### EXERCISE GOAL
Each line below either holds the string "dark" or doesn't. Count those that do and give only the number.

**** DATA PROVIDED ****

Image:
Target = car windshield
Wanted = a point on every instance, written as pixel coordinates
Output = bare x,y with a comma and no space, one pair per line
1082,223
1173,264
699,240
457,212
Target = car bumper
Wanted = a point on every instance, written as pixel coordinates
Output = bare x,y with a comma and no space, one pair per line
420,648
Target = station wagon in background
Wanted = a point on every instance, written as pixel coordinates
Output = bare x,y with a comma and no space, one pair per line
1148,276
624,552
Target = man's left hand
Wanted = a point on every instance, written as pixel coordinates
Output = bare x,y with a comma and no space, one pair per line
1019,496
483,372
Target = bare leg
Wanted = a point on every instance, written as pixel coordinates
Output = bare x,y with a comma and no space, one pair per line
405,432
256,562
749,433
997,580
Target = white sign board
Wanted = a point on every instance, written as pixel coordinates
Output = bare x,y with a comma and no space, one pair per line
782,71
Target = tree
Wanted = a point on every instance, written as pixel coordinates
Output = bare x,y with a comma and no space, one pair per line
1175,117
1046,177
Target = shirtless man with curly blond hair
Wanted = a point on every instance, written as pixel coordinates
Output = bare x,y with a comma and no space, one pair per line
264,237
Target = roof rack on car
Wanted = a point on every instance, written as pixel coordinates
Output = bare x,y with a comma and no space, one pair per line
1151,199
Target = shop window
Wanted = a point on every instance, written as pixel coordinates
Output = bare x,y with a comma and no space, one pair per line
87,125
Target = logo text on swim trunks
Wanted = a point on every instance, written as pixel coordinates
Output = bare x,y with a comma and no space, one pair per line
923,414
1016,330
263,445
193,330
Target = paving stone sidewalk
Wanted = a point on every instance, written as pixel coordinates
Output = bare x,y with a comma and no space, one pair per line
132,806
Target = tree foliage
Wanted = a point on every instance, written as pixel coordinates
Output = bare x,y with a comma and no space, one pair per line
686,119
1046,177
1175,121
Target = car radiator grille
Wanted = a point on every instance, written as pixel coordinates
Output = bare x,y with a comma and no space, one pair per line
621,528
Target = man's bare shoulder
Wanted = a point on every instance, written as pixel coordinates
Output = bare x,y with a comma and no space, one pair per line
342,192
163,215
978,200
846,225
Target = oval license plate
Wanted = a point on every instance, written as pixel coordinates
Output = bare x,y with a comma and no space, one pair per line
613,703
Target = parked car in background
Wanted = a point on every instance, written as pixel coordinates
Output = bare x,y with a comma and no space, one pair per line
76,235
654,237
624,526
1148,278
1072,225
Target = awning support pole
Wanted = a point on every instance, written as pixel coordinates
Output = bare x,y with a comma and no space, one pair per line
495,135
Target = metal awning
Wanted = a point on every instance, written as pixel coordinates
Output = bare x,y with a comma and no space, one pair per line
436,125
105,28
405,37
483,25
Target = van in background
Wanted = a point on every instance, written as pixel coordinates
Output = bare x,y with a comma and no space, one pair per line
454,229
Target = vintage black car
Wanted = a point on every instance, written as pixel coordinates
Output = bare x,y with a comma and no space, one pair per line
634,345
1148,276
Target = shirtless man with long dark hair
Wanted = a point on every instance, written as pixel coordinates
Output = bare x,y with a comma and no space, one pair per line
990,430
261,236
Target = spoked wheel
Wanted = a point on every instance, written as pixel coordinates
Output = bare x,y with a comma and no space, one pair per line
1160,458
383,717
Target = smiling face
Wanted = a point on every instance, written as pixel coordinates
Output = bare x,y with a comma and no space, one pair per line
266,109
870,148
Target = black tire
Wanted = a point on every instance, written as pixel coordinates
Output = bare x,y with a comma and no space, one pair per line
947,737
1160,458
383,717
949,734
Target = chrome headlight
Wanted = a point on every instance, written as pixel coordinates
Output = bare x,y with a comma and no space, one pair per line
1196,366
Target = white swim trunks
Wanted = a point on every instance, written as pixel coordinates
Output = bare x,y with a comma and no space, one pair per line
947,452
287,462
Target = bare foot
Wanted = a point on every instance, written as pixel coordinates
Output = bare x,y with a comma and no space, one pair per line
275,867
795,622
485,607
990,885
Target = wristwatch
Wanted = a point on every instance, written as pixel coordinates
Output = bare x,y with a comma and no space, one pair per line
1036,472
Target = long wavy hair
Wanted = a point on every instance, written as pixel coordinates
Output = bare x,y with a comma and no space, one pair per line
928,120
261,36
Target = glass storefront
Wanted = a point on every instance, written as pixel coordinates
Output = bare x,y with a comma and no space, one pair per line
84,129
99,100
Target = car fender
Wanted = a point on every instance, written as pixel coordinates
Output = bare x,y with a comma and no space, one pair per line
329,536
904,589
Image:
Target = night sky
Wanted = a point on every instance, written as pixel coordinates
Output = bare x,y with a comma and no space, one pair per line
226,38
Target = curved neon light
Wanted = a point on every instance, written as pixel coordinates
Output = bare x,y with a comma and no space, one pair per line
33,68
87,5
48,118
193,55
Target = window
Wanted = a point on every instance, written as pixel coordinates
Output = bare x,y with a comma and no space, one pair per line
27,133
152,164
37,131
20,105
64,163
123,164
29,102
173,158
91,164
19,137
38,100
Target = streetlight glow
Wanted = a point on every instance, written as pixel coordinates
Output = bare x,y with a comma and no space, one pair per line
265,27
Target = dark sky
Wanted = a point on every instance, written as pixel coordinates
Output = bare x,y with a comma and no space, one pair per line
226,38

****

### ANSWER SECTION
2